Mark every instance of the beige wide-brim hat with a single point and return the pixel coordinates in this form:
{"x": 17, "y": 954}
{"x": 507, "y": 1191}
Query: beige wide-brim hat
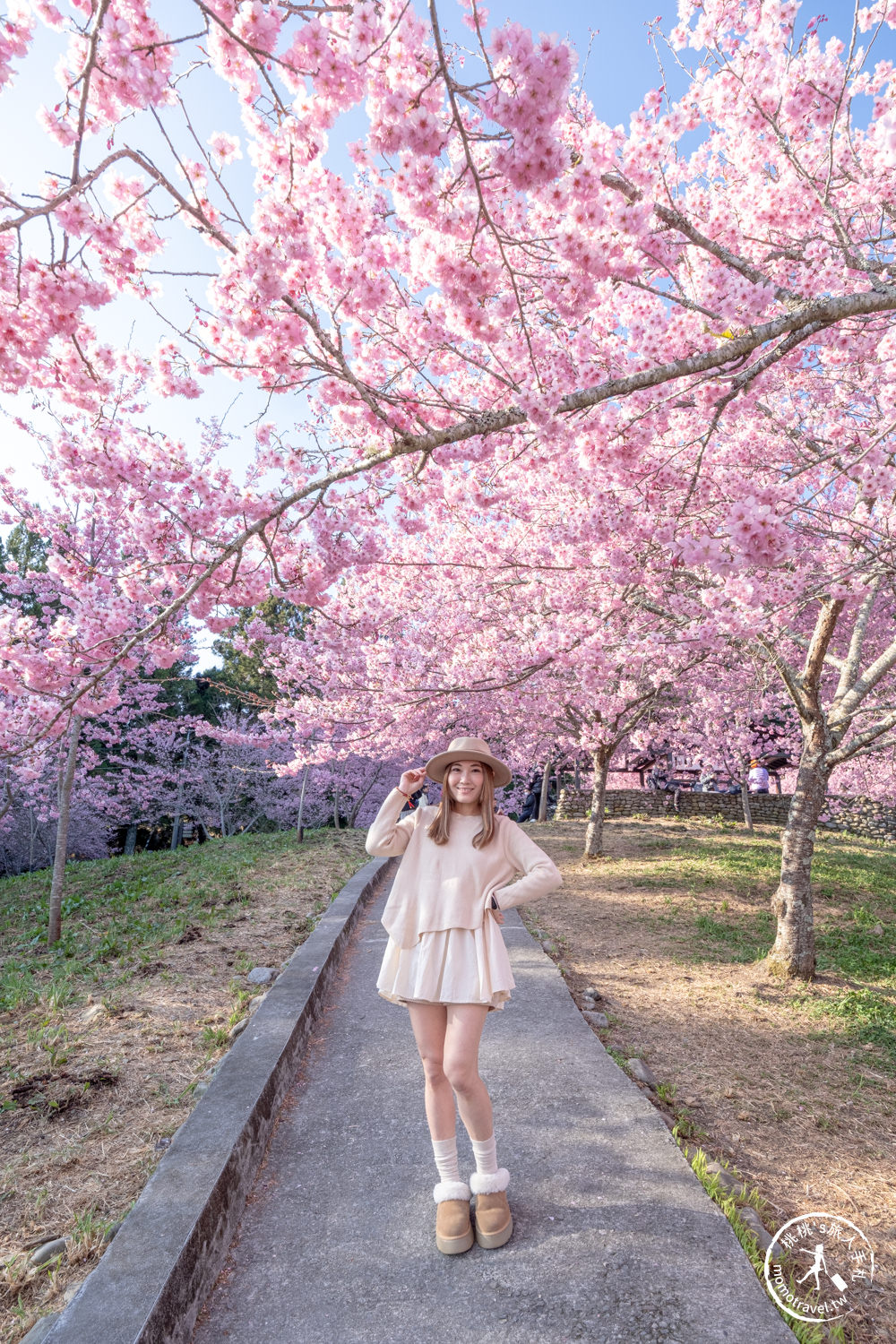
{"x": 468, "y": 749}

--- --- ---

* _Exercise_
Rewrite the records above, putting "straw sun hat" wherever "beige wide-brim hat" appears and changing nothing else. Omit the pictures from your version.

* _The completed task_
Mark every instance of the straw sun hat with a single point and return the pixel coordinates in this form:
{"x": 17, "y": 954}
{"x": 507, "y": 1191}
Query: straw sun hat
{"x": 468, "y": 749}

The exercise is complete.